Directions → Copy verbatim the block of lines in the entries below whose first line contains "Trace the outline of every instance of the wooden" and whose last line contains "--target forest on hillside". Leave out all other lines.

--------------------------------

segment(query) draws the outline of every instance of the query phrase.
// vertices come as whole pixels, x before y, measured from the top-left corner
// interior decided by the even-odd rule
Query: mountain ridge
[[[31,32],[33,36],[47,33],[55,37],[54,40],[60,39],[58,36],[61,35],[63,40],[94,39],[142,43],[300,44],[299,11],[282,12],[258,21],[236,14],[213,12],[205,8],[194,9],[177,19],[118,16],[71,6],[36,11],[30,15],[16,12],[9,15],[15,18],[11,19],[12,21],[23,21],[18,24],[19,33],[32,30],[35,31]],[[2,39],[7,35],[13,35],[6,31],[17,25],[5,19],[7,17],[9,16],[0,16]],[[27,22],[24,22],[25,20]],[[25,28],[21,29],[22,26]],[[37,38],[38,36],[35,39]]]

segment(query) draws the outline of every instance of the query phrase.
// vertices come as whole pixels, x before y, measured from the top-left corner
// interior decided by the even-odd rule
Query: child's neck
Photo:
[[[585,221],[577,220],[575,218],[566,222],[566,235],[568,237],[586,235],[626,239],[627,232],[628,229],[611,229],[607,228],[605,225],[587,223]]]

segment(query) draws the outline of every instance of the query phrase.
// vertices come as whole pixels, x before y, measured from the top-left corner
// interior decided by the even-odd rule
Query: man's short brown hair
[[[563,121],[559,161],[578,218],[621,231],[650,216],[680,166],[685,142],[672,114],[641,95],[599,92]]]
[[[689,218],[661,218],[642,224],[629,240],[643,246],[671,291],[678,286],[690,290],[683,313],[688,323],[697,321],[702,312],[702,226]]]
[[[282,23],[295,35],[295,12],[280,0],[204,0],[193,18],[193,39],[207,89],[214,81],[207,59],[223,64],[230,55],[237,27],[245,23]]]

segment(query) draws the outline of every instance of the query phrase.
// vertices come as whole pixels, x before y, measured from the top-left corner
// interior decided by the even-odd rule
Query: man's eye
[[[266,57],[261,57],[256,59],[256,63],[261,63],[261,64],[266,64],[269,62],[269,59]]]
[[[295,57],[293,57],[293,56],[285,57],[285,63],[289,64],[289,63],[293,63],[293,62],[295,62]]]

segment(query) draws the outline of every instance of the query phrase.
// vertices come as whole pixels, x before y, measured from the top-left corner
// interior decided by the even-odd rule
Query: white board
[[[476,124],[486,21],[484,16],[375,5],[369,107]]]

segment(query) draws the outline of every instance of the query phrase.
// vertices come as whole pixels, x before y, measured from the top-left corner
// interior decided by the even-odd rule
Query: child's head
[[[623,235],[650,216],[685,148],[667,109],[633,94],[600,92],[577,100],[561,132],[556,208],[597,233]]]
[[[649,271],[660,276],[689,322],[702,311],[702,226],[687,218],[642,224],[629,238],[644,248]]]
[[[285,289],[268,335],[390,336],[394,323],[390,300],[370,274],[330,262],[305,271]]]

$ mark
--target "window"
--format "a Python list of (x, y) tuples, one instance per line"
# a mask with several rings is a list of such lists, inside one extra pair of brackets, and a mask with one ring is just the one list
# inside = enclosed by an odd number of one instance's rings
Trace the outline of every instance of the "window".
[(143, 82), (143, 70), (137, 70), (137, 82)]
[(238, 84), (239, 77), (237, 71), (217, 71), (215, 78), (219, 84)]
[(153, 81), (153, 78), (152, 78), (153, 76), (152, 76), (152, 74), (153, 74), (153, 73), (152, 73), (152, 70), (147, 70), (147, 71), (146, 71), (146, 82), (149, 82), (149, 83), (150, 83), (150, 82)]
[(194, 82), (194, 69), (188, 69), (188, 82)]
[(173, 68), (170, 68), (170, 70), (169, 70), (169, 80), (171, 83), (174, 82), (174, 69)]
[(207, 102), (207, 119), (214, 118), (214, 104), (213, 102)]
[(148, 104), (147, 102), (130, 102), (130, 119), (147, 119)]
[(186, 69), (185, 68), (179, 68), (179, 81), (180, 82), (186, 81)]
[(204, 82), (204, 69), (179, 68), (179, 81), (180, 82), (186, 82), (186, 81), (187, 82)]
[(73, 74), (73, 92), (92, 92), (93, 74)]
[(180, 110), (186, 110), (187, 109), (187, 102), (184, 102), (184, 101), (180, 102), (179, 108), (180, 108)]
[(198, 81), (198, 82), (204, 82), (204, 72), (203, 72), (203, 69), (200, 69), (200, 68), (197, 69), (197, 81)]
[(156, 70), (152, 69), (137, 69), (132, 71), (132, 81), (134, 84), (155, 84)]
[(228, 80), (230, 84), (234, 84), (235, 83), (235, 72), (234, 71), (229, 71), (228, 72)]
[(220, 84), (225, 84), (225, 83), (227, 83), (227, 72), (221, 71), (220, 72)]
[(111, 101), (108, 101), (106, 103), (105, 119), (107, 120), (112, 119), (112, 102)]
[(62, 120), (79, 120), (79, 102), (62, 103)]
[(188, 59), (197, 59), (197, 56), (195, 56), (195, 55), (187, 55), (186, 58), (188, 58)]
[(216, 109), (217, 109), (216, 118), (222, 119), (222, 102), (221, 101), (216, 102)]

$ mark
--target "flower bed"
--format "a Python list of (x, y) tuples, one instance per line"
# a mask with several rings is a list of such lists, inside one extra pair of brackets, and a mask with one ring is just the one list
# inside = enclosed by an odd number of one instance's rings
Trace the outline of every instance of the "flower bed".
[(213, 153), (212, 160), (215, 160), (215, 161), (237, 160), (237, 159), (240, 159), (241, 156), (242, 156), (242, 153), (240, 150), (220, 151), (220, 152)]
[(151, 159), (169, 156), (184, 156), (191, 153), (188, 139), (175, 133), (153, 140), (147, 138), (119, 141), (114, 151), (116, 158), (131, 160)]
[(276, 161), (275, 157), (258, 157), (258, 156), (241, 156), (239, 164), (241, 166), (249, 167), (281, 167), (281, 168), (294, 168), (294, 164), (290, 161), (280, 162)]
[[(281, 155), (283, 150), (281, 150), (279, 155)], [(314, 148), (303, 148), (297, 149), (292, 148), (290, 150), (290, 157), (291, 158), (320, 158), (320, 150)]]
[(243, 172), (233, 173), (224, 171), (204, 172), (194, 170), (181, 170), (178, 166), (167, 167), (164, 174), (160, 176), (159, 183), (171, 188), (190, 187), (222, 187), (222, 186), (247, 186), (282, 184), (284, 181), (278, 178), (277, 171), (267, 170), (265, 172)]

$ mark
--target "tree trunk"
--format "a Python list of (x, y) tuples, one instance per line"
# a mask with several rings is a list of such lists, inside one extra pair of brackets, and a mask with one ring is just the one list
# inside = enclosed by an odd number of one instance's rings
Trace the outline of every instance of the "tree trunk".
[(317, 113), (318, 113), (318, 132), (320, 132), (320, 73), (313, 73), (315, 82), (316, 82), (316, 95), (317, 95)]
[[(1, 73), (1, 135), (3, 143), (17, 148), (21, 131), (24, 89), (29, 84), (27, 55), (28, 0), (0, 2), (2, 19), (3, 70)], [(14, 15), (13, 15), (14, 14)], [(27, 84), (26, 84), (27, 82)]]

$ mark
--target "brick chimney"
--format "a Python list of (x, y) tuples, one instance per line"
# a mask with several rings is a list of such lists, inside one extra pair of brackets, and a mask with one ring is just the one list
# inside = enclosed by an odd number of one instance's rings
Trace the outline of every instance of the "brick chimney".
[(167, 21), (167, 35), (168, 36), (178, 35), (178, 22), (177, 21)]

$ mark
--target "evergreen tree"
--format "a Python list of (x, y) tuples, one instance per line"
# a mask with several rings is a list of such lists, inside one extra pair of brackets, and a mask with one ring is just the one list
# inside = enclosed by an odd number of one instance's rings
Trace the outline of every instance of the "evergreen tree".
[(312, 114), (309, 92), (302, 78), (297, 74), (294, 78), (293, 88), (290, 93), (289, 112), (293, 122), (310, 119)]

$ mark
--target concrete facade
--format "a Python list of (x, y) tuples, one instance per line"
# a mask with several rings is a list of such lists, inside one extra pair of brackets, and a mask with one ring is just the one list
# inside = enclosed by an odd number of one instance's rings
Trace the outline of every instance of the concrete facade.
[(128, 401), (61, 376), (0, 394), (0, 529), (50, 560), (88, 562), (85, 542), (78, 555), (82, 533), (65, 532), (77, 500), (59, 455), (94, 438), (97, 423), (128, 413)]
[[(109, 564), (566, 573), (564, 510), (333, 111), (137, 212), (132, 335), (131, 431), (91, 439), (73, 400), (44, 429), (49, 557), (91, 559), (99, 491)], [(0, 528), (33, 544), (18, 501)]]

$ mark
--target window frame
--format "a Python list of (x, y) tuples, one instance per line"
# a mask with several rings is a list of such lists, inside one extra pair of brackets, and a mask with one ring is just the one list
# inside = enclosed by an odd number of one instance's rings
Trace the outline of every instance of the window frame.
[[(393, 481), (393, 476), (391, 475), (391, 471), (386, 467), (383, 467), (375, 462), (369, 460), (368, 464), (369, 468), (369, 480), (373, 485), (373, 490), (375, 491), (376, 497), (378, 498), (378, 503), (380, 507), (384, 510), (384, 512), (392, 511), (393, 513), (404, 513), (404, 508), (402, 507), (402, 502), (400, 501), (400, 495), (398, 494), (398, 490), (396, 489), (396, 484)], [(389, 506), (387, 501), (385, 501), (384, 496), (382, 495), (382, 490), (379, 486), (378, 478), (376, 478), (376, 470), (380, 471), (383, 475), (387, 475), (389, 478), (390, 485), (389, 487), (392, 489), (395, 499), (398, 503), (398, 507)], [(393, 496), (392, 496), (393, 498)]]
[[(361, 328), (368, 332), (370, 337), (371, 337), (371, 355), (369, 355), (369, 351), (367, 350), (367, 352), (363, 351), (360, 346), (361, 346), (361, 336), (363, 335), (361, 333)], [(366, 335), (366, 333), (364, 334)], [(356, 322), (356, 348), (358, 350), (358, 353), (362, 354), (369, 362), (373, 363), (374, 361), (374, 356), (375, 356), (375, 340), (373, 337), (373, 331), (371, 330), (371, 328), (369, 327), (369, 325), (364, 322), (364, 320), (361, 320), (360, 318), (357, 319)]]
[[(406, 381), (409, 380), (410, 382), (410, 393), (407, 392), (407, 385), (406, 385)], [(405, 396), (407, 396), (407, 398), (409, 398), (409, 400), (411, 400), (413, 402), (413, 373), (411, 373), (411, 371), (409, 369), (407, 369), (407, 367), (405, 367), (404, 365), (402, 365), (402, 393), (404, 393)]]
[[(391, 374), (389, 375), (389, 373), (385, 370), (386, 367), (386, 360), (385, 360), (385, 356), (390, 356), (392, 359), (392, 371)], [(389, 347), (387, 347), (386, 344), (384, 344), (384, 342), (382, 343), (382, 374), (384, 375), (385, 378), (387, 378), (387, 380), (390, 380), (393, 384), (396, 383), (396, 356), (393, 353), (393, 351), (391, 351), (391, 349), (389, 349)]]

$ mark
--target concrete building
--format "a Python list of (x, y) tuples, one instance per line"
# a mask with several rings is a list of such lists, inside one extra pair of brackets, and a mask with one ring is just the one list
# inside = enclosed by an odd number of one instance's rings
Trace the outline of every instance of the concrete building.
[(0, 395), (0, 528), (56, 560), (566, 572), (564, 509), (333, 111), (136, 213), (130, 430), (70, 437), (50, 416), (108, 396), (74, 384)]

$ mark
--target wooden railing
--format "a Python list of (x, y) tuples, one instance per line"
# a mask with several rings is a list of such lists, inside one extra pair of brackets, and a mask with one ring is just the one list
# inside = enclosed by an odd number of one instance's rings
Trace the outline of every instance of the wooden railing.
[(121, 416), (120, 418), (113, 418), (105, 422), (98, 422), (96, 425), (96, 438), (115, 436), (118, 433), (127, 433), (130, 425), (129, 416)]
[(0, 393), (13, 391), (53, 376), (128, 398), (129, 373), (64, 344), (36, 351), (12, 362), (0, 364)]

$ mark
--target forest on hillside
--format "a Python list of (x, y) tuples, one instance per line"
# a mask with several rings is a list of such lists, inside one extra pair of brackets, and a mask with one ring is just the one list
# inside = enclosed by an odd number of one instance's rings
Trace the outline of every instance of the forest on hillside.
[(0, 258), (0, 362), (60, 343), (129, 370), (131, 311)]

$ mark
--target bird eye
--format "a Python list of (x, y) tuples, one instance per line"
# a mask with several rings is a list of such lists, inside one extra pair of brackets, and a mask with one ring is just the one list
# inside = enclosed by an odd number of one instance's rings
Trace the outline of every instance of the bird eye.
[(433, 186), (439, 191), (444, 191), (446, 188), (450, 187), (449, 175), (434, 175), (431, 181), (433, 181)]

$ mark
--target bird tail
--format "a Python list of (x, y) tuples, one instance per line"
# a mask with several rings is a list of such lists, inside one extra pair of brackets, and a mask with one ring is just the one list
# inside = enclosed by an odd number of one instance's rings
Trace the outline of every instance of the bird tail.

--------------------------------

Task result →
Trace the outline of every instance of the wooden railing.
[(121, 416), (120, 418), (113, 418), (105, 422), (98, 422), (96, 425), (96, 438), (115, 436), (118, 433), (127, 433), (130, 425), (129, 416)]
[(0, 393), (13, 391), (53, 376), (128, 398), (129, 373), (64, 344), (36, 351), (12, 362), (0, 364)]

$ mark
--target forest on hillside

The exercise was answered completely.